> _EXERCISE OBJECTIVE_: Please write back every entry exactly, character for character.

Content starts

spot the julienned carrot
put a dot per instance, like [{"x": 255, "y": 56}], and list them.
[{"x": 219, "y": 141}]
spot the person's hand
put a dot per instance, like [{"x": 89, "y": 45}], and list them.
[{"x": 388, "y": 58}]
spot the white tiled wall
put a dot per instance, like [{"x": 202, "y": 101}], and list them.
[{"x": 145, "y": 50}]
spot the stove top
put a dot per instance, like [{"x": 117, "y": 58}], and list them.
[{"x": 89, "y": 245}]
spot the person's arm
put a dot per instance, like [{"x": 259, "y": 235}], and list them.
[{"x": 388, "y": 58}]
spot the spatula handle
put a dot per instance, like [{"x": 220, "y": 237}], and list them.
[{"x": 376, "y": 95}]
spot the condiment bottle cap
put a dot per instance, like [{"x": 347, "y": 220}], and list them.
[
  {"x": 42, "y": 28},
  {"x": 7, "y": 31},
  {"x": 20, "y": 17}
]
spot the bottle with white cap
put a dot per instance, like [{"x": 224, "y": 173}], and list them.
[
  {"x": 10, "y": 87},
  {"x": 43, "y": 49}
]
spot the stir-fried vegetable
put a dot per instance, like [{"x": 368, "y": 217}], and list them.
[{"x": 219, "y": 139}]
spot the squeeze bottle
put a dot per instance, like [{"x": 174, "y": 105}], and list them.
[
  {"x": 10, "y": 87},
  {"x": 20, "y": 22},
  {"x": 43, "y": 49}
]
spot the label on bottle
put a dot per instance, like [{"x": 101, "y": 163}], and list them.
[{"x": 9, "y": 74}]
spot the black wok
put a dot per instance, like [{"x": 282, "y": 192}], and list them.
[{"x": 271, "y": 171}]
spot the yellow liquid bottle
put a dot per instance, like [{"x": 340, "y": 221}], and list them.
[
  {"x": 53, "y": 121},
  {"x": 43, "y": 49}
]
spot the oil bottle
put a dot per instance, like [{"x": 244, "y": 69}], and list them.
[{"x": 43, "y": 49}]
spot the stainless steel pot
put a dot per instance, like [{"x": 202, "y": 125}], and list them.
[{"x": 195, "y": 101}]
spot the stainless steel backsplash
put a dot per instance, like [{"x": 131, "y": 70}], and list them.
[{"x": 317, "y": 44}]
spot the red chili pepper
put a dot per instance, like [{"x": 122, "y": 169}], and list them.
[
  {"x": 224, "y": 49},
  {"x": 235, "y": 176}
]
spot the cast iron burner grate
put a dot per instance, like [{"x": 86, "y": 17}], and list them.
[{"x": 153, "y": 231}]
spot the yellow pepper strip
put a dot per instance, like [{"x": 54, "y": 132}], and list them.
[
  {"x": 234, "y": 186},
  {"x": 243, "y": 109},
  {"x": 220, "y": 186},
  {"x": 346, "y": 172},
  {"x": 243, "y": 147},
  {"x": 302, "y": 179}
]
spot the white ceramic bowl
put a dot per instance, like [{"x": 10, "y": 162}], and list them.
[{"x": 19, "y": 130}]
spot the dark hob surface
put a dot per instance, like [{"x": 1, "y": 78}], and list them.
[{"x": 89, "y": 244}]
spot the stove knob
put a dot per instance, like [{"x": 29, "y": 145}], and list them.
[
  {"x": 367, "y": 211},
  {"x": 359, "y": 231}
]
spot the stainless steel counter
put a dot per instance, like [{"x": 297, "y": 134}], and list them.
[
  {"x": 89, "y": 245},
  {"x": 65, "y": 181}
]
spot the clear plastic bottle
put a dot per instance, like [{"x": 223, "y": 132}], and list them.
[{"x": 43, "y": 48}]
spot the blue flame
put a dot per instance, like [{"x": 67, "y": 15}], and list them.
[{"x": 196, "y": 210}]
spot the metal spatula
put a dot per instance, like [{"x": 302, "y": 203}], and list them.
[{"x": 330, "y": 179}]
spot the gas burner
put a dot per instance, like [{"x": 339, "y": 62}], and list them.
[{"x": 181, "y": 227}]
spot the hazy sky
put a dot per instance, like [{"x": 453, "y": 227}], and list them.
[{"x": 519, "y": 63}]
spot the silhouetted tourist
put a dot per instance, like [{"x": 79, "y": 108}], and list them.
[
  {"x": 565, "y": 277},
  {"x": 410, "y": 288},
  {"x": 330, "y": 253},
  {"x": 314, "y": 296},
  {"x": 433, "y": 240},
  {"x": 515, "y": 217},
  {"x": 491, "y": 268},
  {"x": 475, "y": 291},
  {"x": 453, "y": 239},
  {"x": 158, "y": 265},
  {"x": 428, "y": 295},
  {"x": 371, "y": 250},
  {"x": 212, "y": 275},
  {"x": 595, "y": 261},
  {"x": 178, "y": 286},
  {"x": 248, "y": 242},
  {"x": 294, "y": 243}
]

Content ends

> _EXERCISE SOLUTION_:
spot the julienned carrot
put a dot per instance, like [{"x": 255, "y": 56}], and list them.
[{"x": 219, "y": 141}]
spot the person's hand
put a dot per instance, like [{"x": 89, "y": 45}], and list them.
[{"x": 388, "y": 58}]
spot the white tiled wall
put a dot per instance, like [{"x": 202, "y": 101}], and list them.
[{"x": 145, "y": 50}]
spot the stove top
put a dot per instance, like [{"x": 117, "y": 58}], and list them.
[{"x": 89, "y": 245}]
spot the person's arm
put a dot per instance, like [{"x": 259, "y": 235}], and list them.
[{"x": 388, "y": 58}]
spot the spatula handle
put a dot per instance, like [{"x": 220, "y": 237}], and list them.
[{"x": 376, "y": 95}]
spot the condiment bottle cap
put a dot per instance, like [{"x": 347, "y": 220}], and list them.
[
  {"x": 42, "y": 28},
  {"x": 7, "y": 31},
  {"x": 20, "y": 17}
]
spot the bottle with white cap
put a dot per instance, like [{"x": 224, "y": 173}], and list them.
[
  {"x": 10, "y": 87},
  {"x": 43, "y": 49}
]
spot the stir-fried vegetable
put a dot per instance, like [{"x": 368, "y": 217}], and list them.
[{"x": 219, "y": 139}]
spot the squeeze bottle
put a dot per instance, like [{"x": 174, "y": 105}], and list them.
[
  {"x": 10, "y": 87},
  {"x": 20, "y": 22},
  {"x": 43, "y": 49}
]
spot the label on bottle
put a dot per instance, like [{"x": 101, "y": 163}], and list them.
[{"x": 9, "y": 74}]
spot the black wok
put a dot per instance, like [{"x": 282, "y": 192}], and list them.
[{"x": 271, "y": 171}]
spot the yellow liquid bottle
put a dot per instance, like [{"x": 340, "y": 221}], and list them.
[
  {"x": 53, "y": 121},
  {"x": 43, "y": 49}
]
spot the oil bottle
put a dot per instance, like [{"x": 244, "y": 69}], and list them.
[{"x": 43, "y": 49}]
spot the stainless steel pot
put a dot per instance, like [{"x": 202, "y": 125}], and list them.
[{"x": 195, "y": 101}]
spot the stainless steel backsplash
put a dot per instance, like [{"x": 131, "y": 70}], and list them.
[{"x": 317, "y": 44}]
spot the red chili pepper
put a dot per instance, like [{"x": 122, "y": 169}], and list them.
[
  {"x": 224, "y": 49},
  {"x": 235, "y": 176}
]
spot the cast iron burner grate
put a dot per instance, like [{"x": 86, "y": 17}], and list them.
[{"x": 153, "y": 231}]
spot the yellow pepper strip
put a dot per instance, like [{"x": 54, "y": 132}], and list them.
[
  {"x": 234, "y": 186},
  {"x": 243, "y": 109},
  {"x": 220, "y": 186},
  {"x": 346, "y": 172},
  {"x": 243, "y": 147},
  {"x": 302, "y": 179}
]
spot the white ceramic bowl
put a dot per instance, like [{"x": 10, "y": 162}], and list them.
[{"x": 19, "y": 130}]
spot the dark hob surface
put a dot per instance, like [{"x": 1, "y": 78}], and list them.
[{"x": 89, "y": 244}]
spot the stove knob
put a dot per instance, like [{"x": 29, "y": 145}], and list them.
[
  {"x": 367, "y": 211},
  {"x": 359, "y": 231}
]
spot the stainless steel counter
put a dot per instance, like [{"x": 297, "y": 134}], and list them.
[
  {"x": 89, "y": 245},
  {"x": 65, "y": 181}
]
spot the clear plastic bottle
put a dot per instance, like [{"x": 223, "y": 132}], and list them.
[{"x": 43, "y": 48}]
spot the blue flame
put a dot per instance, like [{"x": 67, "y": 15}], and list them.
[{"x": 196, "y": 210}]
spot the metal spatula
put a dot per instance, like [{"x": 302, "y": 203}], and list them.
[{"x": 330, "y": 179}]
spot the gas burner
put a dot per instance, like [{"x": 339, "y": 62}], and list them.
[{"x": 181, "y": 227}]
spot the hazy sky
put a dot per instance, like [{"x": 453, "y": 227}], and list them.
[{"x": 519, "y": 63}]
spot the silhouetted tourist
put a dot per instance, like [{"x": 79, "y": 108}], and list them.
[
  {"x": 565, "y": 277},
  {"x": 410, "y": 288},
  {"x": 330, "y": 253},
  {"x": 314, "y": 296},
  {"x": 433, "y": 240},
  {"x": 515, "y": 217},
  {"x": 491, "y": 268},
  {"x": 475, "y": 291},
  {"x": 453, "y": 239},
  {"x": 158, "y": 265},
  {"x": 428, "y": 295},
  {"x": 371, "y": 250},
  {"x": 212, "y": 275},
  {"x": 595, "y": 261},
  {"x": 178, "y": 286},
  {"x": 248, "y": 242},
  {"x": 294, "y": 243}
]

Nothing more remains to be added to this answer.